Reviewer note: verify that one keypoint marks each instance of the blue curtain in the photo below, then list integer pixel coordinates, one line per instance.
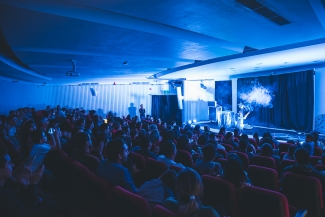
(293, 100)
(166, 108)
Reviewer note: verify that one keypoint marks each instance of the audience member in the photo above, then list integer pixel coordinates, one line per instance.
(290, 155)
(144, 149)
(27, 201)
(112, 170)
(189, 190)
(204, 165)
(234, 172)
(169, 151)
(303, 167)
(243, 145)
(156, 191)
(309, 144)
(82, 143)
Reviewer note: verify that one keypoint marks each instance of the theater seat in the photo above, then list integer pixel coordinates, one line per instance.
(177, 169)
(303, 192)
(220, 193)
(155, 168)
(160, 211)
(140, 162)
(128, 204)
(243, 157)
(253, 142)
(222, 152)
(320, 167)
(318, 151)
(263, 161)
(286, 163)
(284, 147)
(184, 157)
(227, 147)
(258, 202)
(263, 177)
++++++++++++++++++++
**Yapılacak iş:** Yukarıdaki tüm öğelerin satırlarını, boş satırları atlayarak numaralı bir liste biçiminde düzenleyin. Resimleri yanıta almayın.

**Eksiksiz yanıt:**
1. Reviewer note: verify that one keypoint marks each instance of the blue curtain in the photo below, then list integer pixel coordinates, one line per instance.
2. (293, 100)
3. (166, 108)
4. Reviewer note: verify that one keypoint marks each instance of the audience member in the photo above, then list integer pixel coordinates, one line per instance.
5. (290, 155)
6. (144, 149)
7. (27, 201)
8. (112, 170)
9. (189, 190)
10. (204, 165)
11. (234, 172)
12. (169, 151)
13. (303, 167)
14. (243, 145)
15. (156, 191)
16. (309, 144)
17. (82, 143)
18. Reviewer note: verify that one keypoint marks each instance of the theater seat in the photo above, then list integer pixel coordinates, one line per instance.
19. (177, 169)
20. (303, 192)
21. (220, 193)
22. (155, 168)
23. (160, 211)
24. (140, 162)
25. (128, 204)
26. (243, 157)
27. (253, 142)
28. (222, 152)
29. (320, 167)
30. (318, 151)
31. (263, 161)
32. (286, 163)
33. (284, 147)
34. (184, 157)
35. (227, 147)
36. (258, 202)
37. (263, 177)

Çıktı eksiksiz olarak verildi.